What to do:
Could you write out the lines from the one containing "of the tire" through the last line, replacing "pin" with "marker" and leaving everything else as it is?

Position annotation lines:
** Start **

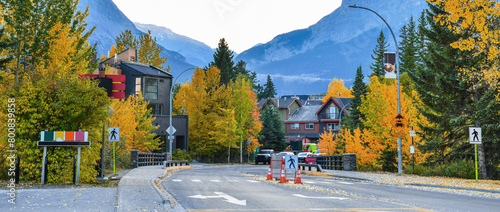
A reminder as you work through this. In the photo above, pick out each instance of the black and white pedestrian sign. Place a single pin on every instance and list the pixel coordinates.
(291, 162)
(475, 135)
(114, 134)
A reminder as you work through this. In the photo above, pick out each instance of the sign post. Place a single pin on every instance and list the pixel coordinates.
(475, 138)
(114, 136)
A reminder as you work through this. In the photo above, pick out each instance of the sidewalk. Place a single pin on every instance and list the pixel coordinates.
(489, 186)
(141, 190)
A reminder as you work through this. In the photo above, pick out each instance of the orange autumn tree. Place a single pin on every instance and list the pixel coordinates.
(246, 112)
(336, 88)
(478, 21)
(376, 142)
(135, 122)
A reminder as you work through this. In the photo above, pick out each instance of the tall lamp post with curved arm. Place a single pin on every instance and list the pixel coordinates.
(400, 159)
(171, 133)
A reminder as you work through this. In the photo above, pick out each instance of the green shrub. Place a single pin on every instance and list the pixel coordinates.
(463, 168)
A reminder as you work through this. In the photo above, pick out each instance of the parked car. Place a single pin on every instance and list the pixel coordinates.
(302, 156)
(264, 156)
(311, 159)
(286, 153)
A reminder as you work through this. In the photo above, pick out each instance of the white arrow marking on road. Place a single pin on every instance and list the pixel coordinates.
(300, 195)
(347, 183)
(231, 199)
(228, 198)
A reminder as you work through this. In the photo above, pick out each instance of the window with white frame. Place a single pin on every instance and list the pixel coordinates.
(333, 126)
(332, 112)
(151, 88)
(137, 85)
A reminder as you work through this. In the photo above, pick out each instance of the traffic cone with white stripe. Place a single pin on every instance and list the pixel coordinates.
(269, 174)
(297, 177)
(283, 176)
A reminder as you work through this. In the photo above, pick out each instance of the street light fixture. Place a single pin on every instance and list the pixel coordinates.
(400, 159)
(170, 137)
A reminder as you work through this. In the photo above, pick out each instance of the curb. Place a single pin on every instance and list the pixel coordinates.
(454, 187)
(169, 202)
(324, 174)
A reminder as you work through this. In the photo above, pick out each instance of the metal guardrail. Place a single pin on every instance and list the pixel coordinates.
(138, 159)
(346, 162)
(304, 165)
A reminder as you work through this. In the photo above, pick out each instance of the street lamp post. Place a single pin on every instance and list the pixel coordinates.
(170, 115)
(400, 159)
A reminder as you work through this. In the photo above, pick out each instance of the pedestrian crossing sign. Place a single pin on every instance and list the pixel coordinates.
(291, 162)
(114, 134)
(475, 135)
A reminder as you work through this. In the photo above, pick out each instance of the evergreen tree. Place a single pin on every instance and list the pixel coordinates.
(271, 136)
(223, 60)
(408, 47)
(4, 44)
(354, 120)
(378, 55)
(269, 90)
(444, 94)
(126, 41)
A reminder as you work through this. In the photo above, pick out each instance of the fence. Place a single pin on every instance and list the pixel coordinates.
(346, 162)
(138, 159)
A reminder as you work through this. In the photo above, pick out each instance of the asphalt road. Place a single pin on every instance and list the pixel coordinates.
(243, 188)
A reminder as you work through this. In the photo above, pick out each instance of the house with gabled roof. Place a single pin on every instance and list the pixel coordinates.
(154, 84)
(286, 106)
(311, 120)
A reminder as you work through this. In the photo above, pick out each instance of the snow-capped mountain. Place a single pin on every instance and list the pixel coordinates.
(305, 61)
(110, 22)
(195, 51)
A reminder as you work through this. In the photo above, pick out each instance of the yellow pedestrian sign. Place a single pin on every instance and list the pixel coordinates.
(475, 135)
(399, 122)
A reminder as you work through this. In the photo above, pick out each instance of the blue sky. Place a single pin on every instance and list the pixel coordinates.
(243, 23)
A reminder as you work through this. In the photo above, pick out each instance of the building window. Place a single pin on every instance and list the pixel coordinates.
(137, 85)
(332, 112)
(151, 88)
(333, 126)
(156, 109)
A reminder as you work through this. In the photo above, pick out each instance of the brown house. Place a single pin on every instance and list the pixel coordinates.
(310, 121)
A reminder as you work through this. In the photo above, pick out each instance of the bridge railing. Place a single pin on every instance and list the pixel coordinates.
(346, 162)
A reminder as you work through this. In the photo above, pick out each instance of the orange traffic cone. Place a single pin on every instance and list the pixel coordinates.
(269, 174)
(297, 177)
(283, 176)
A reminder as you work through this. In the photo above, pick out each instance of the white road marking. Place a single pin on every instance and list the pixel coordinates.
(300, 195)
(228, 198)
(346, 183)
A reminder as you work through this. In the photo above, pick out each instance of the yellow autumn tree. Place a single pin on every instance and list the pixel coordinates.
(377, 141)
(478, 21)
(212, 125)
(328, 143)
(336, 88)
(135, 122)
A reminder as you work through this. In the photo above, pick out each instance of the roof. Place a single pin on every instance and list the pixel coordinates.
(279, 102)
(146, 69)
(305, 113)
(343, 103)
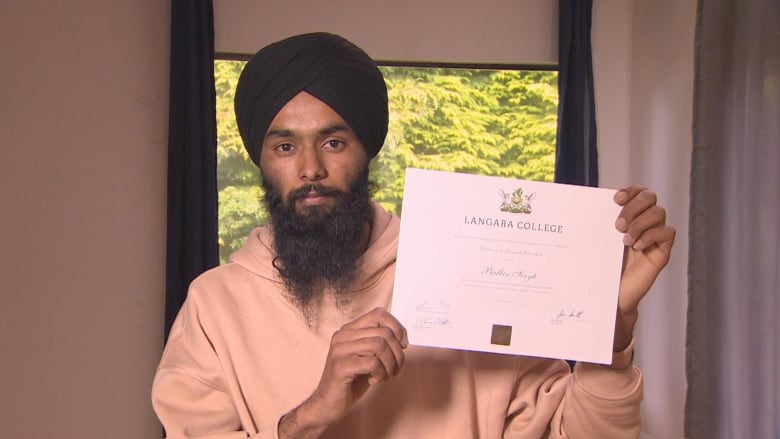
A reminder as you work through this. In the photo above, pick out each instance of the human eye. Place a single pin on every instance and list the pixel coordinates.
(284, 148)
(334, 144)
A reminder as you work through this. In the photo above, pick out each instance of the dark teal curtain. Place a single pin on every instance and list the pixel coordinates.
(576, 158)
(192, 152)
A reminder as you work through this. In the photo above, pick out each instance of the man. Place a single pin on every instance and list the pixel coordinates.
(294, 338)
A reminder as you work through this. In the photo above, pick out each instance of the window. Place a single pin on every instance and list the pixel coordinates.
(474, 120)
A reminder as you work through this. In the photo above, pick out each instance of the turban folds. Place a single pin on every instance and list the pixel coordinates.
(324, 65)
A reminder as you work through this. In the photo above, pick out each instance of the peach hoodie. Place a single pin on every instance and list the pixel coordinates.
(240, 356)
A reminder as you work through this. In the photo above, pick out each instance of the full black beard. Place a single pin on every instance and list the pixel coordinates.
(319, 250)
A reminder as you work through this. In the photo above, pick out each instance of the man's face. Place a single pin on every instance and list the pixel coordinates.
(315, 175)
(308, 146)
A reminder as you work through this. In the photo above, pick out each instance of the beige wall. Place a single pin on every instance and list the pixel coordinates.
(82, 217)
(82, 174)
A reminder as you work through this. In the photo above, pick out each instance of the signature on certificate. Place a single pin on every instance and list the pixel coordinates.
(568, 315)
(434, 313)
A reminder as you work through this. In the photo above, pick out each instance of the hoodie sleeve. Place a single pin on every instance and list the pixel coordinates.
(593, 401)
(190, 395)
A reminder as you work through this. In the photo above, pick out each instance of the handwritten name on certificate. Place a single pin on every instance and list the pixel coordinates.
(509, 266)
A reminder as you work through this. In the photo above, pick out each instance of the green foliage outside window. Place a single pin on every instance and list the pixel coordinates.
(490, 122)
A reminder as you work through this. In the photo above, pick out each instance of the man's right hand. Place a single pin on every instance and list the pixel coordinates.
(362, 353)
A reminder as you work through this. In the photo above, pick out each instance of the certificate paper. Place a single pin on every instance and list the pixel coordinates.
(509, 266)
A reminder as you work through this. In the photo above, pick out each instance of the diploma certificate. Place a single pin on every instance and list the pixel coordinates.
(509, 266)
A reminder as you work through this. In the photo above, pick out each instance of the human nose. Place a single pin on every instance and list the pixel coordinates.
(310, 166)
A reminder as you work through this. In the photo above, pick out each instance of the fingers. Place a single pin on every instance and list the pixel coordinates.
(641, 219)
(380, 317)
(371, 345)
(367, 351)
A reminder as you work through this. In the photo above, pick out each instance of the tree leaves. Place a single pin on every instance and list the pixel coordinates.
(490, 122)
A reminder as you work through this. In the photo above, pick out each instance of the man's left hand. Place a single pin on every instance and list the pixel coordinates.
(648, 241)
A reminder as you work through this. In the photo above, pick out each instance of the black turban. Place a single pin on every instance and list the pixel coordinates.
(324, 65)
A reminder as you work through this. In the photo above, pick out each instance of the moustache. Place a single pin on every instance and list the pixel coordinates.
(318, 189)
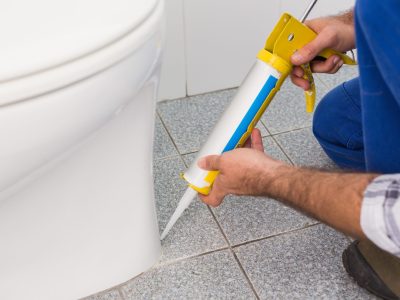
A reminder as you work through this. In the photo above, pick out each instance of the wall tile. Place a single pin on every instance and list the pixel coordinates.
(222, 39)
(173, 74)
(322, 8)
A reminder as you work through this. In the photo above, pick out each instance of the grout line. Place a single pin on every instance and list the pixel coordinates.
(234, 254)
(121, 294)
(180, 259)
(165, 158)
(169, 134)
(291, 130)
(276, 235)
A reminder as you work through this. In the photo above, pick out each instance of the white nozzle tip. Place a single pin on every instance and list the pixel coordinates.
(183, 204)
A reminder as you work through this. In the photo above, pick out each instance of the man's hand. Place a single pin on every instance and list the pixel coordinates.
(242, 171)
(333, 32)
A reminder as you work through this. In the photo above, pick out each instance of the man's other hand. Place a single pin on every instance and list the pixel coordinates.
(243, 171)
(335, 32)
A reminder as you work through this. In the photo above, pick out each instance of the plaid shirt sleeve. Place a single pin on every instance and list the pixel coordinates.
(380, 212)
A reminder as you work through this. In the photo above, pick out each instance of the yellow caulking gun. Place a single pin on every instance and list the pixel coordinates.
(254, 95)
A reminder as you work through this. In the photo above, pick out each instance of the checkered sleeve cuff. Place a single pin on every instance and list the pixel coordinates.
(380, 212)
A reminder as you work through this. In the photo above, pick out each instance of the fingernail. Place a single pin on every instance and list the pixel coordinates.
(296, 57)
(201, 162)
(336, 60)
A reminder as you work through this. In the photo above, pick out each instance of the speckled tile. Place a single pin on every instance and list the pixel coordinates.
(332, 80)
(212, 276)
(248, 218)
(302, 265)
(287, 110)
(304, 150)
(196, 231)
(163, 146)
(109, 295)
(190, 120)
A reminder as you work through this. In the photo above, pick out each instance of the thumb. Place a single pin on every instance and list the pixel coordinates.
(210, 163)
(311, 50)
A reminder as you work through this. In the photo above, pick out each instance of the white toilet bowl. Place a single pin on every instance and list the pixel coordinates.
(78, 81)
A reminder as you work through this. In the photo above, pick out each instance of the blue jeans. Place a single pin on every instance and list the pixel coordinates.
(358, 123)
(338, 127)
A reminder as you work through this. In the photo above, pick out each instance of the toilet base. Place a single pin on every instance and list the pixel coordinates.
(89, 223)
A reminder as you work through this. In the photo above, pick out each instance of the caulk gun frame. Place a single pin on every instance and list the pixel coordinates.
(308, 10)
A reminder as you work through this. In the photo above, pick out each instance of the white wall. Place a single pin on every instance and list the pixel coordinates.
(212, 43)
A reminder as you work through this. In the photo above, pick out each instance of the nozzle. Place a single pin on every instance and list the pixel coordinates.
(184, 203)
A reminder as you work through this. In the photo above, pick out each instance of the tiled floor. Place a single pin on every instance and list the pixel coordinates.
(248, 248)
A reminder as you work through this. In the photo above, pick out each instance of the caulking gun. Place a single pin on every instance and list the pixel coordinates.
(254, 95)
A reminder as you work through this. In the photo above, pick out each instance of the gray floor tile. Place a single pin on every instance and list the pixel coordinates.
(248, 218)
(163, 146)
(196, 231)
(303, 149)
(332, 80)
(300, 265)
(110, 295)
(190, 120)
(212, 276)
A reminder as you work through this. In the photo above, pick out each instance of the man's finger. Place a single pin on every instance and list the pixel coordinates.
(213, 199)
(256, 140)
(247, 144)
(300, 82)
(326, 66)
(311, 50)
(210, 163)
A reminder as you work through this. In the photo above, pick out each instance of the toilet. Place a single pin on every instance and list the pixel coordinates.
(78, 82)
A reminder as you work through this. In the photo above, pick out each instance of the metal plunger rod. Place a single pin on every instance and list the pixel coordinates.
(308, 10)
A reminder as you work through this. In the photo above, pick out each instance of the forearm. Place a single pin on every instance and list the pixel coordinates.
(333, 198)
(346, 17)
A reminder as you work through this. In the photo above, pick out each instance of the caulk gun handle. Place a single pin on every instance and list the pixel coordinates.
(310, 95)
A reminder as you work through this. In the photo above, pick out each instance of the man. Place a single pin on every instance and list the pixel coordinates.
(358, 126)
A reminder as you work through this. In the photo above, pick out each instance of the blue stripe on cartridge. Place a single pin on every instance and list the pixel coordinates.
(251, 113)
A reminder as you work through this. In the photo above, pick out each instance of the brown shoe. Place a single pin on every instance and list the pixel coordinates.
(373, 269)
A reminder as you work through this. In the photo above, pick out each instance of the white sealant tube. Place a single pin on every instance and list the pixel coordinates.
(231, 131)
(238, 119)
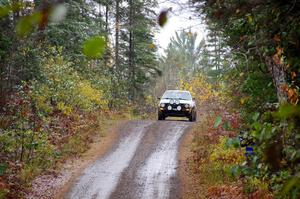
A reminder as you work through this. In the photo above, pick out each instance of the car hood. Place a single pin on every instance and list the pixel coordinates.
(180, 101)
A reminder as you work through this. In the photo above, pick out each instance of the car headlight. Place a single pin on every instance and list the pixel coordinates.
(187, 106)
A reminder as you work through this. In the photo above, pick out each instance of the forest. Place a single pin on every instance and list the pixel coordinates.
(68, 65)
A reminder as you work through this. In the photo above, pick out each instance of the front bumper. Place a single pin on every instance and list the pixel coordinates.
(183, 112)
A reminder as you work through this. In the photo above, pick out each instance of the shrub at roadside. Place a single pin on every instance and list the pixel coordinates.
(45, 121)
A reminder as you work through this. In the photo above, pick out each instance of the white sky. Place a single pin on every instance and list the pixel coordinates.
(181, 17)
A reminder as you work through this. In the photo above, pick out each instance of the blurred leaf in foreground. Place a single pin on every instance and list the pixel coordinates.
(218, 121)
(27, 23)
(163, 18)
(288, 110)
(58, 13)
(94, 47)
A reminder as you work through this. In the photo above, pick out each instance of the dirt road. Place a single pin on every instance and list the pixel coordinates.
(142, 164)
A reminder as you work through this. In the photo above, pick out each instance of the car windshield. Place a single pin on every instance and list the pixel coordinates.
(183, 95)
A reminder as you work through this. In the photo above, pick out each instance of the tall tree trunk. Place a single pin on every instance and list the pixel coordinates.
(131, 52)
(117, 29)
(279, 79)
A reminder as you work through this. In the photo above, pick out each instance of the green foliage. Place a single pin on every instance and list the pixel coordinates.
(94, 47)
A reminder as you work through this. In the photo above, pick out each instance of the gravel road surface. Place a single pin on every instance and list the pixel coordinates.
(142, 164)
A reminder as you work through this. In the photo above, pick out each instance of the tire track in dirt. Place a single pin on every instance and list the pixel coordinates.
(142, 165)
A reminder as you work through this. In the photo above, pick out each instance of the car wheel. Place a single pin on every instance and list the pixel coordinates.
(195, 117)
(161, 117)
(191, 117)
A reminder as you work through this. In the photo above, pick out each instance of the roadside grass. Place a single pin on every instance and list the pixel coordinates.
(211, 161)
(58, 150)
(214, 162)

** End **

Answer to this task:
A reminder as you work through this. In the photo above, pick out each instance of the tire track in dirt. Place a single marker on every instance and list the pixel coordinates.
(142, 165)
A reminder as you work through this. In the photo above, pick out each instance of the car wheel. Place a single marker on every instance and list the pixel coordinates.
(195, 117)
(161, 117)
(191, 117)
A reminder as you work through this. In the photo above, pick out each instance of the roadside grass. Place a single marker on every instance and list the pixel coordinates.
(211, 161)
(58, 150)
(214, 162)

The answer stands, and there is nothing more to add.